[[ TEXT PROVIDED open ]]

BLOG: The year that’s been and the year to come – what next for savers?
We’ve seen the tragic war in Ukraine; a surge in energy prices; a rapidly rising Bank of England base rate, taking us to levels not seen since the height of the 2008/09 financial crisis; and worsening cost-of-living issues impacting the entire country with inflation now in double digits.
Anyone predicting all that coming to pass 12 months ago would have needed a very big crystal ball indeed.
Inevitably these events have had a direct or indirect impact on the savings market. Most obviously, rising interest rates are nominally good news for savers and we have seen pay rates steadily rising across the year.
This time last year, typical leading Easy Access rates were well below 1% compared with around 2.5% now. Similarly, in the popular 1 Year Fixed Rate category, rates have increased from around 1.4% to 4.5% or so.
While welcome, these rates remain below the rate of inflation – currently running at 10.7% – meaning the real rate of return is negative.
Competition among providers remained intense with new rates often being withdrawn within days of being launched. The best rates have invariably been offered by the smaller, ‘challenger’ banks such as Aldermore.
In contrast, the larger more established providers have been slower to react ,meaning the gap in market rates has increased; and this is expected to continue as rates rise further in the coming months.
The message to savers is clear: review your current rate and consider shopping around for a better rate.
Searching for better rates is quick and simple via online comparison websites. And with online account opening and faster payments, you could be earning a better rate on your hard-earned money on the same day that you apply. So why not find an hour on Boxing Day to take a look or make it an early New Year’s resolution?
Where are savers stashing their cash?
Looking at the data for the entire market over the last year, the overall market has grown by 3% to reach an eye-watering £1.46trn.
In terms of product type, the most popular categories are Fixed Rates and Easy Access. The former reflects a steep rise in pay rates; the latter probably reflects customers prioritising access in uncertain times.
The main casualty was ISAs, which contracted by 1.7% – reflecting generally lower pay rates than non-ISAs and the ongoing impact of the Personal Savings Allowance, which shields most savers from tax on their interest earnings.
Aldermore’s annual ‘Savings Tracker’ survey which monitor the attitudes and behaviours of savers in the UK revealed that this time last year, nearly half of people cited the rising cost of living as their top financial worry amid record levels of inflation and energy price hikes.
Further, a third hadn’t made any plans to mitigate the rise in living costs. On a brighter note, for those able to work from home, the survey revealed that savings of nearly £3,000 were being achieved over a six month period through lower commuting costs and eating out.
Whatever your circumstances, it’s always a good idea to draw up a budget, consider cutting out unnecessary expenditure – do you really need that takeaway? – and putting aside any surplus cash into a savings account.
Getting into good financial habits can really make a difference to your financial position and resilience.
Looking ahead into 2023, what lies in store?
Firstly, interest rates are set to rise further with experts forecasting the Bank of England base rate to exceed 4% in the first few months of the year. Healthy competition means that savings rates inevitably increase across all product types – Easy Access, Fixed Rates, ISAs etc.

[[ TEXT PROVIDED closed ]]

USING THE INFORMATION:
a – Answer the following questions using the blog post on savers:
(i) What inflation rate does the post give as currently running?
(ii) What total size has the overall savings market reached over the last year?
(iii) By what percentage did ISAs contract?
b – Rewrite the blog post on savers, starting with "In terms of" and going on through "in uncertain times.", so that "uncertain times" is replaced by "turbulent times".

[[ SUPPLIED MATERIAL open ]]

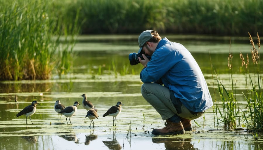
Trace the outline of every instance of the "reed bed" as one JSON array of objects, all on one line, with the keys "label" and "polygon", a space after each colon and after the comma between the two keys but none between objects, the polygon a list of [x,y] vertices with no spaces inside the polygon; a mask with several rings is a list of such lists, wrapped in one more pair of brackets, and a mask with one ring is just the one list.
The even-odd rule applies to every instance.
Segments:
[{"label": "reed bed", "polygon": [[[250,56],[248,54],[247,54],[244,58],[242,53],[240,52],[240,54],[241,60],[240,69],[244,74],[244,79],[245,80],[246,85],[246,89],[245,91],[242,91],[247,103],[246,108],[241,110],[238,107],[238,102],[236,97],[235,84],[233,82],[233,78],[232,66],[233,56],[230,53],[228,57],[229,71],[229,82],[227,84],[228,89],[221,82],[215,71],[222,108],[219,107],[219,104],[217,102],[216,97],[215,97],[216,109],[214,109],[214,111],[217,114],[218,111],[220,115],[220,116],[216,115],[218,123],[219,120],[220,121],[224,123],[226,129],[232,129],[237,127],[237,123],[238,122],[239,125],[242,127],[246,126],[252,134],[255,139],[256,139],[258,137],[258,132],[263,131],[263,91],[261,88],[263,78],[261,74],[259,61],[260,39],[258,34],[257,34],[258,47],[257,49],[249,32],[248,34],[252,47],[250,51],[251,56]],[[249,65],[250,59],[252,60],[250,61],[253,63],[252,66]],[[250,67],[252,68],[253,71],[252,73],[250,72]],[[212,70],[213,69],[212,68]],[[215,84],[214,84],[214,86]]]},{"label": "reed bed", "polygon": [[246,35],[262,32],[261,0],[76,0],[83,34],[160,33]]},{"label": "reed bed", "polygon": [[53,12],[54,4],[46,0],[0,3],[0,80],[48,79],[53,70],[68,71],[77,14],[69,22],[56,15],[65,12]]}]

[[ SUPPLIED MATERIAL closed ]]

ANSWER SET:
a –
(i) 10.7%
(ii) £1.46trn
(iii) 1.7%

b –
In terms of product type, the most popular categories are Fixed Rates and Easy Access. The former reflects a steep rise in pay rates; the latter probably reflects customers prioritising access in turbulent times.